Given task> Copy all of the entries below word for word, keeping every line unchanged.

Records
☆ ☆ ☆ ☆

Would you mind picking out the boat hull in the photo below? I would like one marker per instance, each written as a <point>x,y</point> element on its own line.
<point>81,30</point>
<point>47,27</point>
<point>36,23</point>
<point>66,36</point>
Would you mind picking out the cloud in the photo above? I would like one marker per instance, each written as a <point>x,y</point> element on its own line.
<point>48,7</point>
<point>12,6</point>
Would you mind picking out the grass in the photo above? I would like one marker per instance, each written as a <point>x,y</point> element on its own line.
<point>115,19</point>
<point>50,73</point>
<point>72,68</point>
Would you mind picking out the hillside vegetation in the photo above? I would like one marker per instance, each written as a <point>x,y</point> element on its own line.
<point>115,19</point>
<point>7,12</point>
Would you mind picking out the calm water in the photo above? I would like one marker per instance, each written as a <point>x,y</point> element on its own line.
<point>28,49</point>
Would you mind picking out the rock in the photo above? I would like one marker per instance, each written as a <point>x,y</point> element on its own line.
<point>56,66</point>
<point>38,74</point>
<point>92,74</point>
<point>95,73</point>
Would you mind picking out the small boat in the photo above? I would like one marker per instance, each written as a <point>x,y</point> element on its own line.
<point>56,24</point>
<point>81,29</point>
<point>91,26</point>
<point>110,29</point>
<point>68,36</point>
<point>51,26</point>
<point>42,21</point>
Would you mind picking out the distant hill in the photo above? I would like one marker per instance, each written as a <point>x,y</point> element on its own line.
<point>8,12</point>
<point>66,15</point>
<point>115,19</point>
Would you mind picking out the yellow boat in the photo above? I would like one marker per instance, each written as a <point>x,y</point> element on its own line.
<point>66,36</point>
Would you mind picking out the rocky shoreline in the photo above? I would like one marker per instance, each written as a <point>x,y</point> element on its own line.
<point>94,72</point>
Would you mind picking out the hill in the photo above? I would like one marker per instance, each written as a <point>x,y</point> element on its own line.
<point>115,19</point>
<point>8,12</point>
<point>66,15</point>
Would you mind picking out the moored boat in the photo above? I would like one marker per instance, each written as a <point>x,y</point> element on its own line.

☆ ☆ ☆ ☆

Task output>
Would you mind picking out the boat hull in the photo below? I would like one marker per instance, each written as a <point>x,y</point> element on its own line.
<point>81,30</point>
<point>47,27</point>
<point>36,23</point>
<point>66,36</point>
Would you mind picking out the cloud in the photo above? I would like one marker per instance, each written as a <point>x,y</point> element on its own line.
<point>48,7</point>
<point>12,6</point>
Would you mind picking out the grass in the photo above? I would like one marker per instance, each written as a <point>x,y</point> element on its own line.
<point>115,19</point>
<point>50,73</point>
<point>72,68</point>
Would you mind picking out the hillside vegetation in the photo above? I would like one marker per instance, each written as a <point>x,y</point> element on its own line.
<point>115,19</point>
<point>7,12</point>
Would you mind picking out the calm water in the photo above? I would like one marker per instance, each written as a <point>x,y</point> element on its own line.
<point>28,49</point>
Would you mind picking out the rock in the photo above? I would like one marker per instance, each written as a <point>x,y</point> element on its own line.
<point>56,66</point>
<point>38,74</point>
<point>92,74</point>
<point>95,73</point>
Would you mind picking out the small boat in the photo above? I would like one marker per instance, each written as a <point>x,y</point> element on its own line.
<point>56,24</point>
<point>81,29</point>
<point>91,26</point>
<point>110,29</point>
<point>68,36</point>
<point>51,26</point>
<point>42,21</point>
Would you mind picking out the distant hill in the photo above? I would like one marker per instance, each written as a <point>x,y</point> element on its own line.
<point>8,12</point>
<point>66,15</point>
<point>115,19</point>
Would you mind picking out the yellow boat in the photo above? I would like one marker per instance, each written as a <point>x,y</point> element on its own line.
<point>66,36</point>
Would you mind picking out the rocky shoreline in the photo above? I would like one marker per instance, each written as a <point>x,y</point> element on its own line.
<point>94,72</point>
Would you mind picking out the hill in the photo above? I would like one marker per instance, each written as a <point>x,y</point> element on its own line.
<point>115,19</point>
<point>8,12</point>
<point>66,15</point>
Would you mind picking out the moored boat in the photo above? I would like one marker per instance, each written as a <point>x,y</point> element on its own line.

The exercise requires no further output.